** EXERCISE INSTRUCTIONS **
Please return the whole listing exactly.
Top of AVAILABLE RECORDS
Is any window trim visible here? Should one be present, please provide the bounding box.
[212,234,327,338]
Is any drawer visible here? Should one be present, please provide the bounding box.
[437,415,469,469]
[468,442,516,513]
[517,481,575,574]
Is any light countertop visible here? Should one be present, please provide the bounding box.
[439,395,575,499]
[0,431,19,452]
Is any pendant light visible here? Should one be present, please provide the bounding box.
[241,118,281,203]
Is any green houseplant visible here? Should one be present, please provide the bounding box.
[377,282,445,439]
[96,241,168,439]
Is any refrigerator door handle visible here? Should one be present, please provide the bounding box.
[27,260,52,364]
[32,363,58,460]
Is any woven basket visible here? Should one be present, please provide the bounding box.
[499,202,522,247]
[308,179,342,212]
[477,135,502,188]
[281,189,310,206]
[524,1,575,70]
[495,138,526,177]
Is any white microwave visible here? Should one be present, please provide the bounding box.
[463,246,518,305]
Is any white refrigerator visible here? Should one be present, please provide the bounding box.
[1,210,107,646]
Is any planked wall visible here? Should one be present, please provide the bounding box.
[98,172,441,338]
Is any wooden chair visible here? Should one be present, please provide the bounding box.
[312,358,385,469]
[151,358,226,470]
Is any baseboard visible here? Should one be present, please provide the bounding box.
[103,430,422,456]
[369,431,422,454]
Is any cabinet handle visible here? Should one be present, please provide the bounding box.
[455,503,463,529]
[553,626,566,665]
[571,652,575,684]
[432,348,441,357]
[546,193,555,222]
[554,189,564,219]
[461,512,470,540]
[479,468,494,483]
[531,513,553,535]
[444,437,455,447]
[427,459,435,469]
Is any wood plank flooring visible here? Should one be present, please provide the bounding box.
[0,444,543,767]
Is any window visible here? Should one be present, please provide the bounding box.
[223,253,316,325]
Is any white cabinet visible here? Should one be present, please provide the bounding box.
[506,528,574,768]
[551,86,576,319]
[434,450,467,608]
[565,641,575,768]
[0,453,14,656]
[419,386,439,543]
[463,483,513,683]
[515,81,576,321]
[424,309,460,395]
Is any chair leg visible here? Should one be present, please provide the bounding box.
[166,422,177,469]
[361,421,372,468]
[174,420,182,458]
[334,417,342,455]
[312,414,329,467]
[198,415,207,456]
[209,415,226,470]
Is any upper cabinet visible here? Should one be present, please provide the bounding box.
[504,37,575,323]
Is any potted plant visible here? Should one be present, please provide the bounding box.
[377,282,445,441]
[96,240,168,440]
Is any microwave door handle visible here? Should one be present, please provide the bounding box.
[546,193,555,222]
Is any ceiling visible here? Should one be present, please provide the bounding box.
Bottom of AVAILABLE RECORDS
** TASK SOLUTION **
Is any window trim visible here? Should one be present, please provide the bounding box.
[212,234,327,338]
Is any drawer visible here? Should one be present, please provide the bounding box.
[437,415,469,469]
[468,442,516,513]
[517,481,575,574]
Is any light countertop visible here? Should one be present, please provide the bounding box.
[439,395,575,499]
[0,431,19,452]
Is any pendant light visible here? Should one be present, please provide the bounding box.
[241,118,281,203]
Is any green houseplant visible here? Should one be present, please provide the bounding box.
[377,282,445,439]
[96,241,168,439]
Is any refrigerator door handle visible here? Should one be present, please provide the bounding box.
[27,260,52,364]
[32,363,58,460]
Is any woven basket visible here? Should one be present, please provide the bounding box.
[499,202,522,247]
[308,179,342,212]
[477,135,502,188]
[281,189,310,206]
[524,1,575,70]
[495,138,526,177]
Is any white microwave visible here? Should one be present, please provide the bounding box.
[463,246,518,305]
Is any white refrigerator visible here? Should one be present, please provide the bounding box.
[1,210,107,646]
Is any planked wall visible here? Should one be present, please provide the bounding box.
[98,172,441,338]
Is any wooden chair visible here? Should one be present, please provide the bounding box.
[312,358,385,469]
[151,358,226,470]
Is any baseboard visible here? Should one be present, please provide the bounding box.
[103,430,422,456]
[369,431,422,454]
Is any cabinet handle visible here? Should one be present, please provide the bounding box.
[455,503,463,529]
[553,626,566,665]
[571,652,575,684]
[432,348,441,357]
[546,193,555,222]
[554,189,564,219]
[461,512,470,540]
[479,468,494,483]
[531,513,553,535]
[444,437,455,447]
[427,459,435,469]
Is any wood plank flooring visible here? Should one be present, please provide the bounding box.
[0,444,543,767]
Is any window visible here? Should one be present, please provide the bounding box.
[223,253,316,325]
Is any white cabinet visible here? Should one be present, please provide the bounding box.
[506,528,574,768]
[551,86,576,319]
[434,450,467,608]
[565,641,575,768]
[0,453,14,656]
[419,386,439,543]
[463,483,513,683]
[515,81,576,321]
[424,309,460,395]
Is any chair leg visible here? Should one be present, please provide the bounding box.
[166,422,177,469]
[361,421,372,468]
[174,420,182,458]
[334,417,342,455]
[312,414,329,467]
[198,415,207,456]
[209,415,226,470]
Is any upper cabinet visible here? Should one be present, please provide the bounding box.
[504,37,575,323]
Is any potted plant visible here? Should one be present, please provide the bounding box.
[377,282,445,441]
[96,240,168,440]
Is any microwave door handle visible here? Should one be present, please provide the bounding box.
[546,193,555,222]
Is any ceiling visible here? Should one be present, please provide the bounding box.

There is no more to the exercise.